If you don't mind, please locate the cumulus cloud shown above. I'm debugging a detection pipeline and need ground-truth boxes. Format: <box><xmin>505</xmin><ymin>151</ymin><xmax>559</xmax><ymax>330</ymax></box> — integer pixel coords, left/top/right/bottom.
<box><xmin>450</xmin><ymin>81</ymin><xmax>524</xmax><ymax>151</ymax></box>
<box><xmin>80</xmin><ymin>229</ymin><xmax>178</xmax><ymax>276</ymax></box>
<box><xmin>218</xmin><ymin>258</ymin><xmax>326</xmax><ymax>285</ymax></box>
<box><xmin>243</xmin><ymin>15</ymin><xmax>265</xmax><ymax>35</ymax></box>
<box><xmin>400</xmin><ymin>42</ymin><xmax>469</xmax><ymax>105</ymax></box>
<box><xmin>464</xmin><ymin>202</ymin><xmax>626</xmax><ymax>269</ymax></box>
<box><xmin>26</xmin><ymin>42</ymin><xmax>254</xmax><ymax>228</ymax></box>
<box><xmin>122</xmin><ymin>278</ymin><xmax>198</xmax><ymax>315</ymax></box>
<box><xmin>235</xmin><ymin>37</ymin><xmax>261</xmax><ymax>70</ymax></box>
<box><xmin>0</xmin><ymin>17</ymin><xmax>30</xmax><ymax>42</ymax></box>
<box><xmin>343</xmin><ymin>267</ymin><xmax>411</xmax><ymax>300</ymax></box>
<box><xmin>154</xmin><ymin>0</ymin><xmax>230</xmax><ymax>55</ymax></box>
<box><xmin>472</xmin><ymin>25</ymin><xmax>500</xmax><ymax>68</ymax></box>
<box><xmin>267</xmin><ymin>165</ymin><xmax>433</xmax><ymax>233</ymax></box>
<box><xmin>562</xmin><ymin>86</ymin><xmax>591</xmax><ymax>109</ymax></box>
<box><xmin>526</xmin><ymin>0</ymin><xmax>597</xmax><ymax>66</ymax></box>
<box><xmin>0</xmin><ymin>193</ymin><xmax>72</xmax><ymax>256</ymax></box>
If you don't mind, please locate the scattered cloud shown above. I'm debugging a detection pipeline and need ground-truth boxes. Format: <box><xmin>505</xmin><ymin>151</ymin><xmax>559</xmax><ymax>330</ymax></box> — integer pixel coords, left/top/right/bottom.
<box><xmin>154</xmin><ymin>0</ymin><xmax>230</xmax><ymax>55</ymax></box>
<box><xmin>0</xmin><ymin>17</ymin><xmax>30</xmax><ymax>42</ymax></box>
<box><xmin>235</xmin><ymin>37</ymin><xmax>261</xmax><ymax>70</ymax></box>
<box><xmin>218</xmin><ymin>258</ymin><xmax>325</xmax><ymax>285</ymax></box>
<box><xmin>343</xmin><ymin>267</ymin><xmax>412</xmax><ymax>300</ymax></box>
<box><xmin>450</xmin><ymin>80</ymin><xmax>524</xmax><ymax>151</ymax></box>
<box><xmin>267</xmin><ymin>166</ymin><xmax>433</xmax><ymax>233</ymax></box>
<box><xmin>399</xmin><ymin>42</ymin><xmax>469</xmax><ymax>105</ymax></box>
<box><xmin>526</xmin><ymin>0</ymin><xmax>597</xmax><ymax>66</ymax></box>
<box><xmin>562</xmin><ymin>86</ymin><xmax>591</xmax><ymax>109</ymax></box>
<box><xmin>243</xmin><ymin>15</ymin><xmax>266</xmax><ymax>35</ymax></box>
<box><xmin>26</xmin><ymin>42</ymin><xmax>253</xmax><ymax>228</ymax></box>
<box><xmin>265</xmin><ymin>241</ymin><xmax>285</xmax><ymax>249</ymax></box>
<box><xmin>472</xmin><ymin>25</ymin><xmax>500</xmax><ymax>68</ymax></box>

════════════════

The exercise
Return the material above line for line, verbatim and in the same order.

The completed task
If you don't mind, please locate the cumulus cloud shown above. I'm debugging a detection pipeline and need ground-truth boxes. Format: <box><xmin>505</xmin><ymin>151</ymin><xmax>559</xmax><ymax>330</ymax></box> — integer pixel coords, left/top/right/bottom.
<box><xmin>450</xmin><ymin>81</ymin><xmax>524</xmax><ymax>151</ymax></box>
<box><xmin>80</xmin><ymin>229</ymin><xmax>178</xmax><ymax>276</ymax></box>
<box><xmin>218</xmin><ymin>258</ymin><xmax>326</xmax><ymax>285</ymax></box>
<box><xmin>243</xmin><ymin>15</ymin><xmax>265</xmax><ymax>35</ymax></box>
<box><xmin>400</xmin><ymin>42</ymin><xmax>469</xmax><ymax>105</ymax></box>
<box><xmin>464</xmin><ymin>202</ymin><xmax>626</xmax><ymax>269</ymax></box>
<box><xmin>26</xmin><ymin>42</ymin><xmax>254</xmax><ymax>228</ymax></box>
<box><xmin>122</xmin><ymin>278</ymin><xmax>198</xmax><ymax>315</ymax></box>
<box><xmin>235</xmin><ymin>37</ymin><xmax>261</xmax><ymax>70</ymax></box>
<box><xmin>0</xmin><ymin>17</ymin><xmax>30</xmax><ymax>42</ymax></box>
<box><xmin>343</xmin><ymin>267</ymin><xmax>411</xmax><ymax>300</ymax></box>
<box><xmin>154</xmin><ymin>0</ymin><xmax>230</xmax><ymax>55</ymax></box>
<box><xmin>472</xmin><ymin>25</ymin><xmax>500</xmax><ymax>68</ymax></box>
<box><xmin>267</xmin><ymin>165</ymin><xmax>433</xmax><ymax>233</ymax></box>
<box><xmin>562</xmin><ymin>86</ymin><xmax>591</xmax><ymax>109</ymax></box>
<box><xmin>526</xmin><ymin>0</ymin><xmax>597</xmax><ymax>66</ymax></box>
<box><xmin>0</xmin><ymin>193</ymin><xmax>72</xmax><ymax>256</ymax></box>
If you don't mind, please locate the scattered cloud shown above. I'm debugging a detection pipeline and need ground-truth boxes. Format: <box><xmin>505</xmin><ymin>151</ymin><xmax>559</xmax><ymax>330</ymax></box> — integer pixel coords, left/top/right/bottom.
<box><xmin>154</xmin><ymin>0</ymin><xmax>230</xmax><ymax>55</ymax></box>
<box><xmin>0</xmin><ymin>17</ymin><xmax>30</xmax><ymax>42</ymax></box>
<box><xmin>235</xmin><ymin>37</ymin><xmax>261</xmax><ymax>70</ymax></box>
<box><xmin>218</xmin><ymin>258</ymin><xmax>325</xmax><ymax>285</ymax></box>
<box><xmin>343</xmin><ymin>267</ymin><xmax>412</xmax><ymax>300</ymax></box>
<box><xmin>450</xmin><ymin>80</ymin><xmax>524</xmax><ymax>151</ymax></box>
<box><xmin>267</xmin><ymin>166</ymin><xmax>433</xmax><ymax>233</ymax></box>
<box><xmin>399</xmin><ymin>42</ymin><xmax>469</xmax><ymax>105</ymax></box>
<box><xmin>526</xmin><ymin>0</ymin><xmax>597</xmax><ymax>66</ymax></box>
<box><xmin>562</xmin><ymin>86</ymin><xmax>591</xmax><ymax>109</ymax></box>
<box><xmin>243</xmin><ymin>15</ymin><xmax>266</xmax><ymax>35</ymax></box>
<box><xmin>26</xmin><ymin>42</ymin><xmax>253</xmax><ymax>228</ymax></box>
<box><xmin>265</xmin><ymin>241</ymin><xmax>285</xmax><ymax>249</ymax></box>
<box><xmin>472</xmin><ymin>25</ymin><xmax>500</xmax><ymax>68</ymax></box>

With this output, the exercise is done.